Please convert every line of the items below into a JSON list of strings, one string per line, leaving out any blank lines.
____ EXERCISE MATERIALS
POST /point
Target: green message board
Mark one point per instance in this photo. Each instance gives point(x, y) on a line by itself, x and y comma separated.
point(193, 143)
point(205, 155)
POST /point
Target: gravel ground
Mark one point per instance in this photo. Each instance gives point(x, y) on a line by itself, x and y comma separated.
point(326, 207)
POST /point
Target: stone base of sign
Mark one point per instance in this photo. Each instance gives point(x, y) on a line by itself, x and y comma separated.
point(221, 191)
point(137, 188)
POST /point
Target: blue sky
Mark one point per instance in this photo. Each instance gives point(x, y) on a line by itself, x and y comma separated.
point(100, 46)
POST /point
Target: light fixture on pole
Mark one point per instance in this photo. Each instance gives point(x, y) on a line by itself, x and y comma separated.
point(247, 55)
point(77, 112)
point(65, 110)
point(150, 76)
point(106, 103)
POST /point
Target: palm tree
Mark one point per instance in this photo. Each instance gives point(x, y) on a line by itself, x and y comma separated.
________
**SOLUTION TO THIS PROBLEM**
[
  "POST /point",
  "Target: green message board",
  "Mark one point per instance in this photo. Each instance gives point(x, y) on a line by itself, x and y comma separated.",
  "point(193, 143)",
  "point(205, 155)",
  "POST /point",
  "Target: gravel ground",
  "Mark one point per instance in this photo. Each instance gives point(x, y) on a line by itself, x and y comma separated.",
  "point(326, 207)",
  "POST /point",
  "Target: stone base of sign",
  "Mark one point per instance in this photo. Each instance gives point(x, y) on a line by itself, x and y comma separated.",
  "point(221, 191)",
  "point(137, 188)",
  "POST /point",
  "Target: blue sky",
  "Mark one point per instance in this photo. Each instance gives point(x, y) on a line by itself, x and y comma separated.",
  "point(100, 46)",
  "POST /point",
  "Target: light fixture on pole",
  "Mark one point per instance in this photo. Each instance gives point(x, y) on a line by itself, x and y comma separated.",
  "point(247, 55)",
  "point(77, 112)",
  "point(65, 110)",
  "point(150, 76)",
  "point(106, 103)",
  "POST /point",
  "Target: palm tree",
  "Mark one point per instance in this photo. Each instance gives point(x, y) on a line by itself, x and y comma separated."
]